Task details
Extract each line of the records below that contains the string "grass", copying every such line in full.

Input material
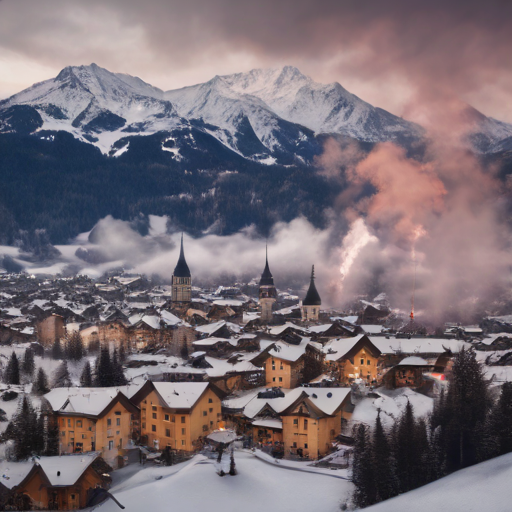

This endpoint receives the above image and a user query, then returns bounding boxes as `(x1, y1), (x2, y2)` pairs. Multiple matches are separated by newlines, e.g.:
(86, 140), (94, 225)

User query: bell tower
(259, 247), (277, 324)
(301, 265), (322, 322)
(171, 233), (192, 305)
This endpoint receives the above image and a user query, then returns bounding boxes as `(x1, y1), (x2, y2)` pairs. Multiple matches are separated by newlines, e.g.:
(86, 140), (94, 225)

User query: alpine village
(0, 237), (512, 510)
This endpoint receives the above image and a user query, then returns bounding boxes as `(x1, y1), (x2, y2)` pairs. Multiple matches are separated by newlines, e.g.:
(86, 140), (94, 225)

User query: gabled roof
(172, 234), (191, 277)
(38, 452), (100, 487)
(323, 334), (381, 361)
(260, 251), (274, 286)
(302, 265), (322, 306)
(133, 381), (222, 410)
(44, 387), (138, 418)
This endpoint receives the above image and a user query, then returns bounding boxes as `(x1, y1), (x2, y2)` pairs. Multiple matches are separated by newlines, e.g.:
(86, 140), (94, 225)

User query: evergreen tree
(372, 411), (400, 502)
(5, 351), (20, 384)
(441, 349), (490, 471)
(395, 401), (418, 492)
(352, 423), (376, 508)
(66, 331), (85, 361)
(41, 398), (60, 456)
(94, 346), (114, 388)
(12, 395), (42, 460)
(80, 361), (92, 388)
(32, 368), (50, 395)
(491, 382), (512, 455)
(52, 338), (64, 359)
(112, 349), (127, 386)
(180, 339), (188, 361)
(53, 361), (72, 388)
(22, 348), (36, 377)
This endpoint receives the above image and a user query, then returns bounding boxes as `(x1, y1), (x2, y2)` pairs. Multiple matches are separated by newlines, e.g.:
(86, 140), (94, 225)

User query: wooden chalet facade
(132, 381), (224, 452)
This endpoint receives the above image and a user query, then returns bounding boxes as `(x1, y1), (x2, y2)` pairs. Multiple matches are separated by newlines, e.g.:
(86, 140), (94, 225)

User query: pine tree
(52, 338), (64, 359)
(66, 331), (85, 361)
(5, 351), (20, 384)
(395, 401), (417, 492)
(490, 382), (512, 455)
(80, 361), (92, 388)
(53, 361), (72, 388)
(22, 348), (36, 377)
(352, 423), (376, 507)
(12, 395), (41, 460)
(443, 349), (490, 471)
(372, 411), (400, 502)
(41, 398), (60, 456)
(32, 368), (50, 395)
(112, 349), (126, 386)
(94, 346), (114, 387)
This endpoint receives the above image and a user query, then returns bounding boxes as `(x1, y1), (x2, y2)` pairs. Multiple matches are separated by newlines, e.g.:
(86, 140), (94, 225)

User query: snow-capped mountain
(0, 64), (187, 153)
(0, 64), (512, 160)
(183, 66), (421, 142)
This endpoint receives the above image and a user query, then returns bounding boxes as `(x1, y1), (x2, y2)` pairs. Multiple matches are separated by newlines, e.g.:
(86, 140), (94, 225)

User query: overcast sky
(0, 0), (512, 122)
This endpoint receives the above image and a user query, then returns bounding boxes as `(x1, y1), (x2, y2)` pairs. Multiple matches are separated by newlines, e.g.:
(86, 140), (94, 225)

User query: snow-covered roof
(269, 322), (305, 336)
(252, 418), (283, 430)
(153, 382), (208, 409)
(192, 337), (238, 347)
(38, 452), (100, 487)
(361, 324), (383, 334)
(44, 387), (130, 416)
(205, 357), (260, 377)
(370, 336), (471, 354)
(323, 334), (366, 361)
(398, 356), (428, 366)
(269, 338), (316, 362)
(0, 460), (34, 489)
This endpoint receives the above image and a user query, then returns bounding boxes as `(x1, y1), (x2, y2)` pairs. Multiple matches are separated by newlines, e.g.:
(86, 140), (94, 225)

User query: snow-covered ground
(89, 451), (353, 512)
(364, 453), (512, 512)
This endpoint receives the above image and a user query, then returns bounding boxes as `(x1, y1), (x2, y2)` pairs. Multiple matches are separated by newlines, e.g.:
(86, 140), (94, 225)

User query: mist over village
(0, 0), (512, 512)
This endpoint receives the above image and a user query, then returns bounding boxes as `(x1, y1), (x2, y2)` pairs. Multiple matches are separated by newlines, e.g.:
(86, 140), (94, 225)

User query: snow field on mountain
(366, 453), (512, 512)
(96, 451), (353, 512)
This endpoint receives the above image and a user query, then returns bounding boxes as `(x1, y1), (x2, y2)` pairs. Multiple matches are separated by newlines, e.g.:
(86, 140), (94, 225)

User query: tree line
(352, 349), (512, 507)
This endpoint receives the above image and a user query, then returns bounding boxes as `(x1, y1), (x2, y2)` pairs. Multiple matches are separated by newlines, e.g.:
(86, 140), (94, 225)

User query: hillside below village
(0, 244), (512, 511)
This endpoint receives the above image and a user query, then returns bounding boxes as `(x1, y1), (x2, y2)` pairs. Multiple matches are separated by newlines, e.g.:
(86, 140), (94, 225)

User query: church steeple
(171, 233), (192, 303)
(260, 246), (274, 286)
(259, 246), (277, 323)
(173, 233), (191, 277)
(301, 265), (322, 322)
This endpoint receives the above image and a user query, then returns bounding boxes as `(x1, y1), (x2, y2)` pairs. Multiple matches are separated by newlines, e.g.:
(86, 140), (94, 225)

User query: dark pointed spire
(260, 245), (274, 286)
(173, 233), (191, 277)
(302, 265), (322, 306)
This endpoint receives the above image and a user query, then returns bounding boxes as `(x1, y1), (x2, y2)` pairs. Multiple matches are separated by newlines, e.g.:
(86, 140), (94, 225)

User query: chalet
(0, 453), (111, 510)
(324, 334), (381, 383)
(44, 388), (139, 467)
(252, 338), (322, 388)
(383, 356), (435, 389)
(281, 388), (352, 459)
(222, 387), (353, 458)
(37, 314), (66, 347)
(132, 381), (223, 452)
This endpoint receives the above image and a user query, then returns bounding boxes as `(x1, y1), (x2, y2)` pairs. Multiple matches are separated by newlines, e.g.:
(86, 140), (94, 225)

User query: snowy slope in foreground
(96, 452), (352, 512)
(365, 453), (512, 512)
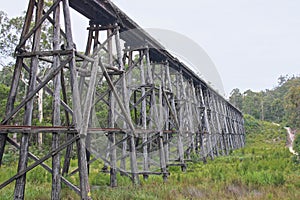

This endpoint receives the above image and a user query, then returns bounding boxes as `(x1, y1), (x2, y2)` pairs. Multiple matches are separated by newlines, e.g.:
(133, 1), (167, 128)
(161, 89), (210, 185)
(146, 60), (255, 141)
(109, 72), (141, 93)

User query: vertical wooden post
(156, 86), (168, 181)
(0, 0), (35, 166)
(62, 0), (90, 199)
(201, 88), (214, 159)
(140, 50), (149, 180)
(173, 73), (185, 171)
(107, 29), (117, 187)
(14, 0), (44, 199)
(51, 0), (61, 200)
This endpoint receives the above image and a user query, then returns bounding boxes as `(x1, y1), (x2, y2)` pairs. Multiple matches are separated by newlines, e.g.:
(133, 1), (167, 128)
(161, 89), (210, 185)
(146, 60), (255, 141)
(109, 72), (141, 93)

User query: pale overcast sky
(0, 0), (300, 96)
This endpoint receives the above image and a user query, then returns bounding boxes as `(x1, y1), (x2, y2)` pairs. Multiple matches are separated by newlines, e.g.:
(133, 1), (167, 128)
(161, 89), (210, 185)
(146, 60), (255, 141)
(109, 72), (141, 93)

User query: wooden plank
(14, 0), (44, 199)
(1, 57), (72, 125)
(16, 0), (61, 50)
(0, 0), (35, 166)
(7, 137), (80, 194)
(51, 0), (62, 200)
(0, 135), (79, 190)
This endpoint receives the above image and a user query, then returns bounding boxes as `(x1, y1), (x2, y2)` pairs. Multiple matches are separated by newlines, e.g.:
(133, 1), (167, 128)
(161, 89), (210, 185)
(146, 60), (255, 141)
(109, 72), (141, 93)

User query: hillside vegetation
(0, 115), (300, 200)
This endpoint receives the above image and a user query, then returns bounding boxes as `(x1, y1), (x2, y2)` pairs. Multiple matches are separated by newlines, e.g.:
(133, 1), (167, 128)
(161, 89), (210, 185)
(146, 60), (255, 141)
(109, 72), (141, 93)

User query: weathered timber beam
(7, 137), (80, 194)
(0, 135), (80, 190)
(1, 57), (72, 124)
(16, 0), (61, 51)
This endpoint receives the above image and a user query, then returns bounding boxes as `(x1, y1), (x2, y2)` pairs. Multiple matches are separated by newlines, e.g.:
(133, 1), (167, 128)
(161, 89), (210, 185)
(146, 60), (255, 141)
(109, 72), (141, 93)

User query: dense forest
(0, 8), (300, 199)
(229, 75), (300, 129)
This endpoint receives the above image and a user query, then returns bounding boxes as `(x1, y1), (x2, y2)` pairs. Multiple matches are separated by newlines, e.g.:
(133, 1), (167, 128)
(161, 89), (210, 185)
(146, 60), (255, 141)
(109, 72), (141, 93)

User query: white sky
(0, 0), (300, 96)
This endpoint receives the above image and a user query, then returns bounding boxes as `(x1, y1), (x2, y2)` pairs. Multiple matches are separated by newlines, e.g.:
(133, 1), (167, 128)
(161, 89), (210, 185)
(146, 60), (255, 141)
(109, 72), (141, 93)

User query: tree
(284, 85), (300, 128)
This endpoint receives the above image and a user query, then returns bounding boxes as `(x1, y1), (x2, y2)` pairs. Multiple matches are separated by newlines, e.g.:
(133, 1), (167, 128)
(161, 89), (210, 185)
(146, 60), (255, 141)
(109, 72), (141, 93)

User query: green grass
(0, 116), (300, 200)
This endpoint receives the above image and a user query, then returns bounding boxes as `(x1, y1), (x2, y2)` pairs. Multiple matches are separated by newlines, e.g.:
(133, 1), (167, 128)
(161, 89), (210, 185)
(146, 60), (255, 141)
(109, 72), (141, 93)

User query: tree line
(229, 75), (300, 129)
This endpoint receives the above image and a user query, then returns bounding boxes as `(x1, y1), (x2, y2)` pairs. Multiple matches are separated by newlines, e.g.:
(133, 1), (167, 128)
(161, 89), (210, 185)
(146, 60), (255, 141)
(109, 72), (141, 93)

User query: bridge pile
(0, 0), (245, 199)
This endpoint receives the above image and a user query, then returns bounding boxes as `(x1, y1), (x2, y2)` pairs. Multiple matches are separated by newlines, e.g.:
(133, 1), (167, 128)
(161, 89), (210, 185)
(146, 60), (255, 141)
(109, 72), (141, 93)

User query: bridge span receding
(0, 0), (245, 199)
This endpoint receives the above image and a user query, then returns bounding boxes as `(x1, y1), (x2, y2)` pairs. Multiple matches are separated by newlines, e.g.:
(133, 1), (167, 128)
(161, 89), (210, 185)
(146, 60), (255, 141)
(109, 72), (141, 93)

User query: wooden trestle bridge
(0, 0), (245, 199)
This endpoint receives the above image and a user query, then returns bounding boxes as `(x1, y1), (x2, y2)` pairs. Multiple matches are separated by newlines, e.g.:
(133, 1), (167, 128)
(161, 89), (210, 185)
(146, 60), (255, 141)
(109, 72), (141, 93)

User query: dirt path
(284, 127), (298, 155)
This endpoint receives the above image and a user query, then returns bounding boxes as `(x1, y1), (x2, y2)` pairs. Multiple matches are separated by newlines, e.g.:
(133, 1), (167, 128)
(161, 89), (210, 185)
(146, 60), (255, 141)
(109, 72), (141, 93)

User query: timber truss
(0, 0), (245, 199)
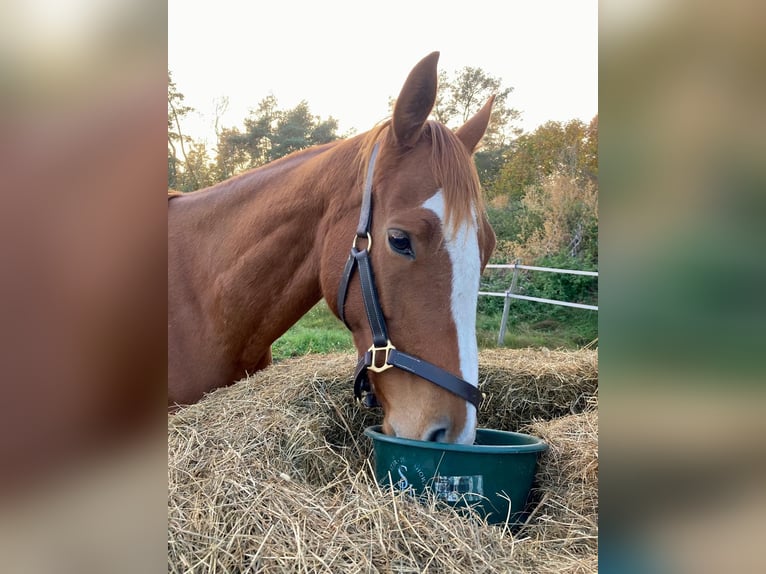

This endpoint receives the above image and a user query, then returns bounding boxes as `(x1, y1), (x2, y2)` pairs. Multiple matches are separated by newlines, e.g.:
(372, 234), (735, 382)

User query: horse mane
(357, 119), (484, 240)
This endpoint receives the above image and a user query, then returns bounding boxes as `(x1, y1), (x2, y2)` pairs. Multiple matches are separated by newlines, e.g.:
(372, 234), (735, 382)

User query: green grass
(271, 301), (598, 361)
(271, 300), (354, 361)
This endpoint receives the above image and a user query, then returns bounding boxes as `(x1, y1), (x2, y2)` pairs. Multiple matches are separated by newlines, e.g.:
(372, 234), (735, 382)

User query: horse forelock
(358, 120), (484, 241)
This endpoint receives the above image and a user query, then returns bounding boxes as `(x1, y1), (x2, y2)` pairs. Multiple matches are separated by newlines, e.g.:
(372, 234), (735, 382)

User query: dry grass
(168, 350), (598, 573)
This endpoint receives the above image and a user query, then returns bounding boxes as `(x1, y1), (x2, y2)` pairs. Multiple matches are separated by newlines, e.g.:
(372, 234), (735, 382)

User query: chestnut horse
(168, 52), (495, 444)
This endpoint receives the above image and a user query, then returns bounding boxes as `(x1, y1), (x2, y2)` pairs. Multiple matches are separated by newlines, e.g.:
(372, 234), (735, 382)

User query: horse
(168, 52), (495, 444)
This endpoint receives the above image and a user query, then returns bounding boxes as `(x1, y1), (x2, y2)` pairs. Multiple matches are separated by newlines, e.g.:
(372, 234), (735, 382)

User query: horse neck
(182, 144), (355, 362)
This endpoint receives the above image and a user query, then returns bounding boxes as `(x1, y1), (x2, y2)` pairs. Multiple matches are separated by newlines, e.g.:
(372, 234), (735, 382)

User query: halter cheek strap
(338, 143), (482, 409)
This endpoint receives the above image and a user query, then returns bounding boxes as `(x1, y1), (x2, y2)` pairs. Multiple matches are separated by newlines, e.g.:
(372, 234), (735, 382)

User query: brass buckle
(351, 231), (372, 253)
(367, 339), (396, 373)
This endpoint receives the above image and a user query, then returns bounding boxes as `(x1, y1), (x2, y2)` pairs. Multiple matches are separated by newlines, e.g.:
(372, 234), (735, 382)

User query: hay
(168, 350), (598, 573)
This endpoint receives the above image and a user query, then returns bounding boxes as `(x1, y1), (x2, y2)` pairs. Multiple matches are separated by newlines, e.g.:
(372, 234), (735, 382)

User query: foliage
(217, 96), (338, 179)
(487, 116), (598, 199)
(168, 70), (194, 189)
(433, 66), (521, 150)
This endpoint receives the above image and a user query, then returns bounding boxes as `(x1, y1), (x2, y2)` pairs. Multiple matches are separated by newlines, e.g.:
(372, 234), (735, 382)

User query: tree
(216, 95), (338, 177)
(433, 66), (521, 150)
(168, 70), (196, 189)
(488, 116), (598, 199)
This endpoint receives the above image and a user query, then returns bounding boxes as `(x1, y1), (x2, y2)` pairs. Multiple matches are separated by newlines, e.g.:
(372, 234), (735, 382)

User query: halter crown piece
(338, 143), (482, 410)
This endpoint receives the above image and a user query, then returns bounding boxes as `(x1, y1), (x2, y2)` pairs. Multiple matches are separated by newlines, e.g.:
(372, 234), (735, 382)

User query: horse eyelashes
(388, 229), (415, 259)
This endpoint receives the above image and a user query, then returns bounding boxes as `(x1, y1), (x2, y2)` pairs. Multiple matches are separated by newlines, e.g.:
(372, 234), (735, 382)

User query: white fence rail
(479, 260), (598, 347)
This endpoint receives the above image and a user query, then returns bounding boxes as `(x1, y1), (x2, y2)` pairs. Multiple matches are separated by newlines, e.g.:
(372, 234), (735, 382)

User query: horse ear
(455, 96), (495, 153)
(393, 52), (439, 146)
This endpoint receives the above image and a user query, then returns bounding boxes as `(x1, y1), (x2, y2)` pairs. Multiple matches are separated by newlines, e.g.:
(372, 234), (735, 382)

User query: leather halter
(338, 143), (482, 410)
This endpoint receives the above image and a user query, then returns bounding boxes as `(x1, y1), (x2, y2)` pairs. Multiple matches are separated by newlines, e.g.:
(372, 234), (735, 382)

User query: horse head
(322, 52), (495, 444)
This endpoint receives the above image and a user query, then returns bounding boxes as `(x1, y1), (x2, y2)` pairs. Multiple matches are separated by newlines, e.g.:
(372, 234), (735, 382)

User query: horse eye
(388, 229), (415, 257)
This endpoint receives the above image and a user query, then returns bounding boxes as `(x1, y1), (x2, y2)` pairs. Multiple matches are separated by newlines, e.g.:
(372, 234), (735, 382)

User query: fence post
(497, 259), (521, 347)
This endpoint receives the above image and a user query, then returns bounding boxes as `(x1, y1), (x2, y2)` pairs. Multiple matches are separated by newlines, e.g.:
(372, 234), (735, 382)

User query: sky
(168, 0), (598, 145)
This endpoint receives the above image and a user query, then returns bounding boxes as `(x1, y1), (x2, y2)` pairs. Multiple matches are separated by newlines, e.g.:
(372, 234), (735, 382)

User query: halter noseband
(338, 143), (482, 410)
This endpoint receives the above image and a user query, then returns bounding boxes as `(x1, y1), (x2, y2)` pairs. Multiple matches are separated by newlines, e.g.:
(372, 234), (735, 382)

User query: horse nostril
(423, 427), (447, 442)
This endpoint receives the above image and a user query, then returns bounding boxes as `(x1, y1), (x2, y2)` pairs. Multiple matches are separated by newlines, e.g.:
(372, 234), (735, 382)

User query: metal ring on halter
(351, 231), (372, 253)
(367, 339), (396, 373)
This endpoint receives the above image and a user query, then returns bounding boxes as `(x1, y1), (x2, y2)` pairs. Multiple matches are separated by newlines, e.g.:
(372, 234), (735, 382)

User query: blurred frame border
(0, 0), (167, 573)
(599, 0), (766, 573)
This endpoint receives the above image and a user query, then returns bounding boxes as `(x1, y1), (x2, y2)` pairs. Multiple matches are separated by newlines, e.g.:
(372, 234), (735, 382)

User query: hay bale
(479, 349), (598, 430)
(168, 350), (597, 572)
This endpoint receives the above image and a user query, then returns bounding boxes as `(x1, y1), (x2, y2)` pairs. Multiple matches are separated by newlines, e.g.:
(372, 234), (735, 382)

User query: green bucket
(364, 425), (548, 524)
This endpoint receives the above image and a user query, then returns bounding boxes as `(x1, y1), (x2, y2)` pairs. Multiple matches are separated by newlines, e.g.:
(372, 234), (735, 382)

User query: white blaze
(423, 189), (481, 444)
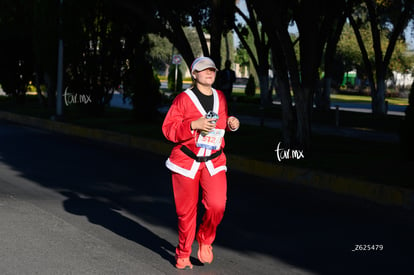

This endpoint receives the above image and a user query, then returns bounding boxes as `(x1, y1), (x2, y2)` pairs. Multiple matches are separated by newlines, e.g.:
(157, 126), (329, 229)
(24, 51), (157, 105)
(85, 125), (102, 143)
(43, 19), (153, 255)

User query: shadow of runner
(60, 191), (175, 265)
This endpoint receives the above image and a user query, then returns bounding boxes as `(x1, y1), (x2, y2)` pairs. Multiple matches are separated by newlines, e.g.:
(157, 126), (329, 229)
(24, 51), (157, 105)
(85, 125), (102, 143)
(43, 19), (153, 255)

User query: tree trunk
(258, 71), (270, 107)
(371, 79), (386, 115)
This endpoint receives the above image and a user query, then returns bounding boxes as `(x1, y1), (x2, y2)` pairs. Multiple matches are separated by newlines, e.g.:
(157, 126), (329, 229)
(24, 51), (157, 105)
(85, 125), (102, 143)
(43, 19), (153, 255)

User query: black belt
(180, 145), (223, 162)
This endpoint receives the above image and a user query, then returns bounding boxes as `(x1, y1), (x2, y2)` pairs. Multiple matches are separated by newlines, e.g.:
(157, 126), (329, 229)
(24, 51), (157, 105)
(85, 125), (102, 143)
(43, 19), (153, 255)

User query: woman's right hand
(191, 117), (216, 132)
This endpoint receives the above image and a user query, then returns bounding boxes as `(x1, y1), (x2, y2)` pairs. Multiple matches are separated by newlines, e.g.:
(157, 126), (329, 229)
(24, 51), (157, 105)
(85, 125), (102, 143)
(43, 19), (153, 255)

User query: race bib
(196, 129), (225, 150)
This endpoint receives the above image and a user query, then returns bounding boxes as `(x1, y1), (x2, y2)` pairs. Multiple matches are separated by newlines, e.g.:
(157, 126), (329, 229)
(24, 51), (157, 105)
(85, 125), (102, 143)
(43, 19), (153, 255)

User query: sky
(234, 0), (414, 50)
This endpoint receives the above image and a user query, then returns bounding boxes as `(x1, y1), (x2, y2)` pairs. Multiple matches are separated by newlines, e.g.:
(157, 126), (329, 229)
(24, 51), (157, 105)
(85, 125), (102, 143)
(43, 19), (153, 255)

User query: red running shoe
(175, 256), (193, 269)
(197, 243), (213, 264)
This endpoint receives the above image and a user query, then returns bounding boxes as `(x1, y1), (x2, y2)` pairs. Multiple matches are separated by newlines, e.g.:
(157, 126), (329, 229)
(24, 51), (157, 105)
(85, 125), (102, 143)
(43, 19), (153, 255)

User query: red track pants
(172, 163), (227, 258)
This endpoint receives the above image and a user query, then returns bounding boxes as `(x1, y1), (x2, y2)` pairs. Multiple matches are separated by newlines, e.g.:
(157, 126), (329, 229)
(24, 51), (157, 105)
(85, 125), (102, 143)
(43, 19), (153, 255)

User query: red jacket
(162, 89), (229, 179)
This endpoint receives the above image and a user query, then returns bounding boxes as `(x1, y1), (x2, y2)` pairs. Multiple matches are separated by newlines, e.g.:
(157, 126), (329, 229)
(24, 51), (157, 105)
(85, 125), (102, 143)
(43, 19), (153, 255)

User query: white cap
(191, 56), (218, 73)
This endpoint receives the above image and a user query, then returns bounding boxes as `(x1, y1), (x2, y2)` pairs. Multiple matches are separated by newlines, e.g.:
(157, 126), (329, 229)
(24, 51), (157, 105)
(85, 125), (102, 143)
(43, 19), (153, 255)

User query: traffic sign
(173, 54), (183, 65)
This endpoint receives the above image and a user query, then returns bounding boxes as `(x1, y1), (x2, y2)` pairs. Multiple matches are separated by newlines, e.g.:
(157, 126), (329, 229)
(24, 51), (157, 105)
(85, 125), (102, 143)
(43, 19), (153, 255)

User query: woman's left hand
(227, 116), (240, 131)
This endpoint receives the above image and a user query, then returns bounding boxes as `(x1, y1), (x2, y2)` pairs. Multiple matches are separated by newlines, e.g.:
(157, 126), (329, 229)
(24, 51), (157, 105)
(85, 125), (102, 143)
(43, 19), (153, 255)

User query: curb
(0, 111), (414, 210)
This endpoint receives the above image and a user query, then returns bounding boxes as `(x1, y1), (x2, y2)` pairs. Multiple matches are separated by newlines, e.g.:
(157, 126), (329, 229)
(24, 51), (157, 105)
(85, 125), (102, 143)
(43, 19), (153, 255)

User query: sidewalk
(0, 111), (414, 210)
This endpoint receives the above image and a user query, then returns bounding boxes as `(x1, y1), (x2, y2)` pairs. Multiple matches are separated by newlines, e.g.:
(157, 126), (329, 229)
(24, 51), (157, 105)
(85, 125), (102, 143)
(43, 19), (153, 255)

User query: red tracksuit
(162, 89), (228, 258)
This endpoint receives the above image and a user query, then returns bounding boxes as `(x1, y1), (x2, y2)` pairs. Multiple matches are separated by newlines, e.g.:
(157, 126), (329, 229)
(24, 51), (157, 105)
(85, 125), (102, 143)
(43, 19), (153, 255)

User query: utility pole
(56, 0), (63, 119)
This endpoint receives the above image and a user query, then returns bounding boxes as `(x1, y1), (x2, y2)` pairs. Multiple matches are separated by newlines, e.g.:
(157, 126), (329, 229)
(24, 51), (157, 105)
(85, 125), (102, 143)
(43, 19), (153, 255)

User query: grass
(0, 94), (414, 191)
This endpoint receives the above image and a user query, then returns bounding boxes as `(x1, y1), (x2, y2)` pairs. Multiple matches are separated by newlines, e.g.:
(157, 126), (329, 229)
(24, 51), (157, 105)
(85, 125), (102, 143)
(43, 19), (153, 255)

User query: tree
(234, 0), (270, 106)
(254, 0), (344, 150)
(348, 0), (414, 114)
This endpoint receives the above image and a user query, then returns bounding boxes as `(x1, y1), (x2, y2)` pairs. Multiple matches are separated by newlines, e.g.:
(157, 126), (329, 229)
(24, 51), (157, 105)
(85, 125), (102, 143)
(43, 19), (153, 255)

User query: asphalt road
(0, 121), (414, 275)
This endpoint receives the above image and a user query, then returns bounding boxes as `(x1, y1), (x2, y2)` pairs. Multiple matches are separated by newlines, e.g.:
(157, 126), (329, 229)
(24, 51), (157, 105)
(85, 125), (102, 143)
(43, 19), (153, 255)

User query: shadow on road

Exercise solution
User query: green grass
User query: green grass
User query: dry grass
User query: grass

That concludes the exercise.